**Objetivo:** Transcreva sem nenhuma alteração, nas entradas abaixo, o trecho que vai da linha que contém "Can you spot the porch floor" até a linha que contém "[[389, 12], [18, 23], [196, 30]]", incluídas ambas. Não reproduza nenhuma outra linha.

**Entradas fornecidas:**

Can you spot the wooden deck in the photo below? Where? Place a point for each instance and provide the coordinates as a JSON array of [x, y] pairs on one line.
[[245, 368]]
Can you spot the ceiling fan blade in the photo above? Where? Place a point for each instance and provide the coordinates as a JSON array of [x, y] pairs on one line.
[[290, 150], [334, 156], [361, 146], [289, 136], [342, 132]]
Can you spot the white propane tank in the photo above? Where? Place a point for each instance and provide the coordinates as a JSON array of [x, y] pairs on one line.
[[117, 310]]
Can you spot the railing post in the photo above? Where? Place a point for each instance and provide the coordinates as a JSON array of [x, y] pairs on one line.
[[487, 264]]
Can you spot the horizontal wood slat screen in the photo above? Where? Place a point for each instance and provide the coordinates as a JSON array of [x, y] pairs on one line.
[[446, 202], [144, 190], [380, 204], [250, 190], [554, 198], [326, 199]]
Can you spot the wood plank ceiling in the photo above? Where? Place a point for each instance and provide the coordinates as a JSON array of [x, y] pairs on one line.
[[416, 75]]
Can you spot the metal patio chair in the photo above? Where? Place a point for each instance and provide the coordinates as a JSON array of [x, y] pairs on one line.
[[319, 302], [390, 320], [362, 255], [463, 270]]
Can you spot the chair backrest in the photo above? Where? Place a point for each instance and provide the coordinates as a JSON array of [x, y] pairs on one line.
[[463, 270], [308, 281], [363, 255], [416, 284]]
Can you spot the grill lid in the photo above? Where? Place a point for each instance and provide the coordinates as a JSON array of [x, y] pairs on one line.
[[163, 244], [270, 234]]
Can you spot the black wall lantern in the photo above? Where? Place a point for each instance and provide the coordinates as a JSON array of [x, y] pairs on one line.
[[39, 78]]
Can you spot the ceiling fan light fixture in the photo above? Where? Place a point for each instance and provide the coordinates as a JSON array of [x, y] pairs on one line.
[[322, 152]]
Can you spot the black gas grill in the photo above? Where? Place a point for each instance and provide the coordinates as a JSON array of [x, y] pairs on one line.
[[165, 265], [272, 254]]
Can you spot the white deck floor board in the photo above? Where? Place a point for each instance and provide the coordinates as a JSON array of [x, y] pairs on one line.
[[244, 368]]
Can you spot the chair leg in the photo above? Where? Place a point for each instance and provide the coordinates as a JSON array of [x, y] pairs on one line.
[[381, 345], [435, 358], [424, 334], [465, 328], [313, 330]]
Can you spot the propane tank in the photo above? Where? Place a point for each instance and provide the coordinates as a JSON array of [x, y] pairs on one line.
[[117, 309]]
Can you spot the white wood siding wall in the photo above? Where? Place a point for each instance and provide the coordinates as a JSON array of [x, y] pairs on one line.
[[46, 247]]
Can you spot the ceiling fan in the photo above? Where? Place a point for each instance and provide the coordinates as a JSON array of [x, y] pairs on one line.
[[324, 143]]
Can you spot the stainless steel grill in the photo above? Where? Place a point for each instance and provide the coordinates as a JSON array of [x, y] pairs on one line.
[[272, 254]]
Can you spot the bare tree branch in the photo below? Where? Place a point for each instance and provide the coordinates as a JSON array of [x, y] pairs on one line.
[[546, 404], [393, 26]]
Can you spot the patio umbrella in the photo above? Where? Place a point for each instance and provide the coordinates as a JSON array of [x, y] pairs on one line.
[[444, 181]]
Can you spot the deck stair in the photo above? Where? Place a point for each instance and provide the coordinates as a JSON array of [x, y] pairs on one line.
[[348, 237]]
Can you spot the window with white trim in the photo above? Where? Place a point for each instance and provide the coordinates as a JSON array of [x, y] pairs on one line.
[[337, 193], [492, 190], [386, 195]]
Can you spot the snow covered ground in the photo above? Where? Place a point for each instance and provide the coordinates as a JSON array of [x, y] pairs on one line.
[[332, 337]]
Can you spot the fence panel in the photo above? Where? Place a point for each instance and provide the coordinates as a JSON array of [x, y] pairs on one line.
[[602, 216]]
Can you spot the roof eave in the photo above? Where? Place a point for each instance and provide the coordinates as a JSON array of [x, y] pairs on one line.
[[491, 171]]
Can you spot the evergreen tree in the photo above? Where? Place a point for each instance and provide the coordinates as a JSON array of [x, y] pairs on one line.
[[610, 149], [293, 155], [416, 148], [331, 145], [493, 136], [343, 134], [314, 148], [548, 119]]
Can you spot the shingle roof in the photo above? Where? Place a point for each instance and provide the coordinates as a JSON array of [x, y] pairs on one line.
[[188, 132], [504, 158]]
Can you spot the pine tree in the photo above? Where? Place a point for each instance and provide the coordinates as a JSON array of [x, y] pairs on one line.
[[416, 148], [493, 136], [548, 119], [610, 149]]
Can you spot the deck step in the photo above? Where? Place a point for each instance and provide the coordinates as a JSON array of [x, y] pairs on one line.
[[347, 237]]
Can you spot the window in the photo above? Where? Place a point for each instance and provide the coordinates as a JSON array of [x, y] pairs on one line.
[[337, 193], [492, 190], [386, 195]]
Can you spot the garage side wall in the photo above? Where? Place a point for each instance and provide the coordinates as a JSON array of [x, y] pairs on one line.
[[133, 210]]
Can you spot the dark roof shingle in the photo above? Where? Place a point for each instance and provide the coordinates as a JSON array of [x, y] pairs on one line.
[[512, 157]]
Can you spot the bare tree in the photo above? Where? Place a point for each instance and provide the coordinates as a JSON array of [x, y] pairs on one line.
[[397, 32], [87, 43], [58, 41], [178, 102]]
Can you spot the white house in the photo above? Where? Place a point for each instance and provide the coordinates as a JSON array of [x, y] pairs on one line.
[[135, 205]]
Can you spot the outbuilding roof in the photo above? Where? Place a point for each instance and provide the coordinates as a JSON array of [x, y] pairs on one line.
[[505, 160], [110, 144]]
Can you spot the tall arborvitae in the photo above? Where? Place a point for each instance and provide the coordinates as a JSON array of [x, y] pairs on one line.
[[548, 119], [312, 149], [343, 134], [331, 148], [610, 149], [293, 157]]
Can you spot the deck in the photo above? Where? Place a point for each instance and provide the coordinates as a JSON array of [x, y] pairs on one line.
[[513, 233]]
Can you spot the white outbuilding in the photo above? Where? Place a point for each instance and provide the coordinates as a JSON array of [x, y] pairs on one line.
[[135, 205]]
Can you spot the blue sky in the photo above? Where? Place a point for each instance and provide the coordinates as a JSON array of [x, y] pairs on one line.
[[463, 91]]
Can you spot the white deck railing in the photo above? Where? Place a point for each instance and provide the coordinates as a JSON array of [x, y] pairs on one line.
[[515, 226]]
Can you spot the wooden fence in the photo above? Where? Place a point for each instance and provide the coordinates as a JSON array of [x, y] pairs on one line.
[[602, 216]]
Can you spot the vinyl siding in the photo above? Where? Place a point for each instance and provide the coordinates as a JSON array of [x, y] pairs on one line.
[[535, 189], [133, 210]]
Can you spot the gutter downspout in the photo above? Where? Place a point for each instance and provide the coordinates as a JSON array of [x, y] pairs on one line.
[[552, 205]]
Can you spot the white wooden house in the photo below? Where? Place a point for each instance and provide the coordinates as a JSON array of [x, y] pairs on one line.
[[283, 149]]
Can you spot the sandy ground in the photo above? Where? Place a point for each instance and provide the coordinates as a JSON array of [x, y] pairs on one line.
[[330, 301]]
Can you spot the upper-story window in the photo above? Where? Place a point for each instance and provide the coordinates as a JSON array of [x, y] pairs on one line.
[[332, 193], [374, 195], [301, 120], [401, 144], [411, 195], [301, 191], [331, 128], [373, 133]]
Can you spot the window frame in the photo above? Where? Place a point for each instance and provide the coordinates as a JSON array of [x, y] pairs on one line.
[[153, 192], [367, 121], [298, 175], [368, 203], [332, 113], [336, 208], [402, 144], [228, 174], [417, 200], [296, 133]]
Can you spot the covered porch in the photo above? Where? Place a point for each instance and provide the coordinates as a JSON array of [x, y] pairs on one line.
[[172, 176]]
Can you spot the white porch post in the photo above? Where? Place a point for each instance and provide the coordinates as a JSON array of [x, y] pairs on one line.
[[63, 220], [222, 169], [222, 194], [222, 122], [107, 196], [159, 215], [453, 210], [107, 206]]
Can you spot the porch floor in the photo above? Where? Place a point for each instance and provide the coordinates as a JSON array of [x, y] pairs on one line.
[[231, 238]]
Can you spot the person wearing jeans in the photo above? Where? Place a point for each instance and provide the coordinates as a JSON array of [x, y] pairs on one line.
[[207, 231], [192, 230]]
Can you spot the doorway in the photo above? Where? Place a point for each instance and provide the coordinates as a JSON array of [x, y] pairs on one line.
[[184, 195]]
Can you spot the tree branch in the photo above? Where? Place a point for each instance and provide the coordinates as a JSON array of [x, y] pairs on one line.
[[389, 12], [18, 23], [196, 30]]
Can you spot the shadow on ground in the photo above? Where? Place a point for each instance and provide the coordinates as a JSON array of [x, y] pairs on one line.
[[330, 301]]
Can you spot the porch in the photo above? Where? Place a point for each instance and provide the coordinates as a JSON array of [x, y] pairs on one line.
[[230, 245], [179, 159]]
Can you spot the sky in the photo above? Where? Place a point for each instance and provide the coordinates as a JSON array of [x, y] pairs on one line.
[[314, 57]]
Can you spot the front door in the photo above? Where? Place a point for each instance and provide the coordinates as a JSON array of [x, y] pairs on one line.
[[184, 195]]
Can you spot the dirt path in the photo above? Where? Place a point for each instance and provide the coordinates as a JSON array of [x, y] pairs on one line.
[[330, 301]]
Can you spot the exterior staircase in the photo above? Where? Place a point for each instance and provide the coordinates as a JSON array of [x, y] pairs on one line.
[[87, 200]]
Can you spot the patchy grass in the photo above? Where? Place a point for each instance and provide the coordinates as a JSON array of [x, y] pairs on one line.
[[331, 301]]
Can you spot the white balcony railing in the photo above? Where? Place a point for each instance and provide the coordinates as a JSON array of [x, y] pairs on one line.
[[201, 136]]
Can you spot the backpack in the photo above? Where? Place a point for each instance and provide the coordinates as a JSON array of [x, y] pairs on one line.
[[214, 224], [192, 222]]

**Resposta:**
Can you spot the porch floor in the photo above? Where? Place a point for each instance and provide the coordinates as a JSON array of [x, y] pairs on one line.
[[231, 238]]
Can you spot the person wearing jeans in the photo above? Where? Place a point for each instance and provide the coordinates as a JSON array of [x, y] pairs on one line.
[[207, 231], [192, 230]]
Can you spot the doorway in the photo above? Where? Place a point for each instance and provide the coordinates as a JSON array of [x, y] pairs on one line.
[[184, 195]]
Can you spot the tree branch in the photo above? Where? Place a point for each instance and provide the coordinates as a JSON array of [x, y] pairs on one line.
[[389, 12], [18, 23], [196, 30]]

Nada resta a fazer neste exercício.